Your objective
What is the number of lines in the records that contain "tire"? Give only that number.

Collected data:
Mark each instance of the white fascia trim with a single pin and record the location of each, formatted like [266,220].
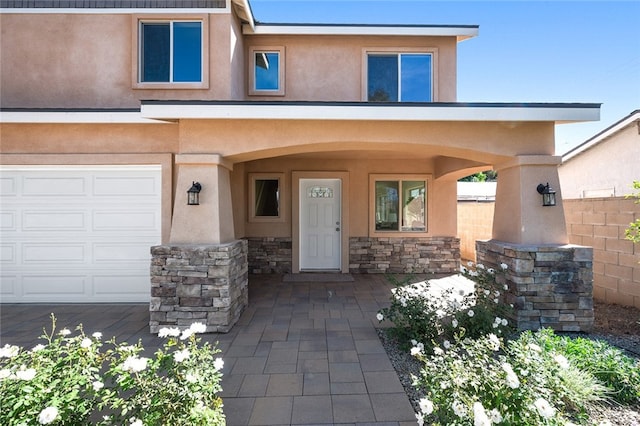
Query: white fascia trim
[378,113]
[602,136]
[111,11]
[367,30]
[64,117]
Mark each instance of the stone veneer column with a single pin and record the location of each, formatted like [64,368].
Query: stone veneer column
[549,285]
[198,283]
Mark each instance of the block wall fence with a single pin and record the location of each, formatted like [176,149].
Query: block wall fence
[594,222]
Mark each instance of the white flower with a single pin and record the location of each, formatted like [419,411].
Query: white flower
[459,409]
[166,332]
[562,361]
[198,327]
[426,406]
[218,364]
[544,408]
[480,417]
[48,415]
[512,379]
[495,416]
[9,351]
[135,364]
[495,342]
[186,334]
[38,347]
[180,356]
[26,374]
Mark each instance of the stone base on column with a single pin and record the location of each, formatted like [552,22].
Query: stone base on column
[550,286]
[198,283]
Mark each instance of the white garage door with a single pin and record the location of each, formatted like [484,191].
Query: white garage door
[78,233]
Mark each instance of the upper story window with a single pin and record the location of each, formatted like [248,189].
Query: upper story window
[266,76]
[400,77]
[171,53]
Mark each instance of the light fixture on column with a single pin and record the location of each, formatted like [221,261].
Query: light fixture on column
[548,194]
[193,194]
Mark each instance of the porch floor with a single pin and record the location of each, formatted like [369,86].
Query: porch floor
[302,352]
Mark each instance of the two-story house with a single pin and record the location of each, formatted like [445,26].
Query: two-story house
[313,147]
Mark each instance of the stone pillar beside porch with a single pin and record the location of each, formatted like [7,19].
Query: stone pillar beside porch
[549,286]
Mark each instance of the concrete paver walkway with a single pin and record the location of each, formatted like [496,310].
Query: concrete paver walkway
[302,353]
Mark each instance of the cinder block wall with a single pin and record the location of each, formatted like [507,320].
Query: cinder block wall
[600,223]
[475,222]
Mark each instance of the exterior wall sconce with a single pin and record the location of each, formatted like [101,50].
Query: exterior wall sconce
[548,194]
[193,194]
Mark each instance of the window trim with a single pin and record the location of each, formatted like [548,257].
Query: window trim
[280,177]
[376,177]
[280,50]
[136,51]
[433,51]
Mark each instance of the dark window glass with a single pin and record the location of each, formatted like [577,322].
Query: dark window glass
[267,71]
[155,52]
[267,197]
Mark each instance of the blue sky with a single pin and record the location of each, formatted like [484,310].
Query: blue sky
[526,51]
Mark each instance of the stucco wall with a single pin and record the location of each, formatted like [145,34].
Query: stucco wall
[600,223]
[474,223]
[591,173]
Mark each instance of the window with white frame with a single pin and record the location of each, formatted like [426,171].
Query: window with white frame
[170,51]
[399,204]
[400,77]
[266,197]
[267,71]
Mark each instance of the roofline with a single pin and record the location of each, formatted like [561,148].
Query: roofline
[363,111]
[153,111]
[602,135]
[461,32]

==

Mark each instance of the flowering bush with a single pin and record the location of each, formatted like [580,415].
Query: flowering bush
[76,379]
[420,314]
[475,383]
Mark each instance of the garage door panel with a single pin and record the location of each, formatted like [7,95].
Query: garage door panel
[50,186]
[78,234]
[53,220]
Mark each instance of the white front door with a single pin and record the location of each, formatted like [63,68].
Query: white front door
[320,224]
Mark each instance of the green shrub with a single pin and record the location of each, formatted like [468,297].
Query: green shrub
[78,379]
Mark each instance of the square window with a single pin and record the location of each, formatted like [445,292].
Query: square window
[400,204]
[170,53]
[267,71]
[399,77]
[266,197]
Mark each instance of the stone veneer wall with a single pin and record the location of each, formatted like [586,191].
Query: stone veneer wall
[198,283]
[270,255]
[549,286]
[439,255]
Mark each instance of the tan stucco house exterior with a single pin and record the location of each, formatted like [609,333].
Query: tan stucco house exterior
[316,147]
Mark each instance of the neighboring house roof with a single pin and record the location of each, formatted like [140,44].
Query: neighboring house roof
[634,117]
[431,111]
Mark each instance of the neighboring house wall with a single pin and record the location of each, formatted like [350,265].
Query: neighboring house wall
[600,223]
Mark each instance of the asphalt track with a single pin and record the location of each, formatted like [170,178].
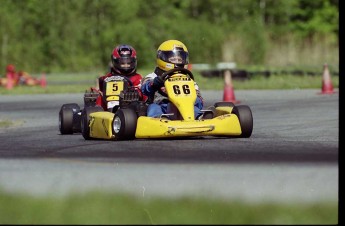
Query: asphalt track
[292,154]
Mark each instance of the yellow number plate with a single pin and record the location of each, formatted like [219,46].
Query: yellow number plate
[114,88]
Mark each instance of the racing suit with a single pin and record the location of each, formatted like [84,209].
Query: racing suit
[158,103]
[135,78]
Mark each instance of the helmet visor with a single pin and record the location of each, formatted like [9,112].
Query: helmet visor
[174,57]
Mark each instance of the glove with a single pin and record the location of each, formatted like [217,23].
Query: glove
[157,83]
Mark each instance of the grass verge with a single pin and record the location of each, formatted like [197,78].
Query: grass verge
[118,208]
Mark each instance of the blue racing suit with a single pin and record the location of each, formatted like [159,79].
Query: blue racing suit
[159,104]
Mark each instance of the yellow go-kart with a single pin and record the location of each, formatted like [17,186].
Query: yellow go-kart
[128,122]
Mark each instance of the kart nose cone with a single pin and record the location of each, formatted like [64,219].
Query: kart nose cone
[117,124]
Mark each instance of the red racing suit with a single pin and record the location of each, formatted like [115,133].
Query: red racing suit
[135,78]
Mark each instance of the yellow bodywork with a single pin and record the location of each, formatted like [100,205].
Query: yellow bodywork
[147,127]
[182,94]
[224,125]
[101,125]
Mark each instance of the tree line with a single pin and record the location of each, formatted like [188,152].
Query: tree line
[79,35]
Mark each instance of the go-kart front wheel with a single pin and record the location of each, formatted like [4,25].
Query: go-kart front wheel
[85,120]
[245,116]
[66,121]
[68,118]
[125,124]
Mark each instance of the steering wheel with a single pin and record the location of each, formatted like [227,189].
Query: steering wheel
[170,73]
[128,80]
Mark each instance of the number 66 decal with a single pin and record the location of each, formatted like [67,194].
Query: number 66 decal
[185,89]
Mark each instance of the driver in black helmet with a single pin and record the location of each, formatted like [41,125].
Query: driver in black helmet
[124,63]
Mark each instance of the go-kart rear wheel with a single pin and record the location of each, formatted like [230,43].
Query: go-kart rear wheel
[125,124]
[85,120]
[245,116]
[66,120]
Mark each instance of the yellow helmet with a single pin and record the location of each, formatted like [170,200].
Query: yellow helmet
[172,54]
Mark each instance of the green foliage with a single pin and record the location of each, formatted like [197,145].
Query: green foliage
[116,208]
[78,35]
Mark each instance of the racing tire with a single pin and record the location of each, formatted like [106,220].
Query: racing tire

Result for this task
2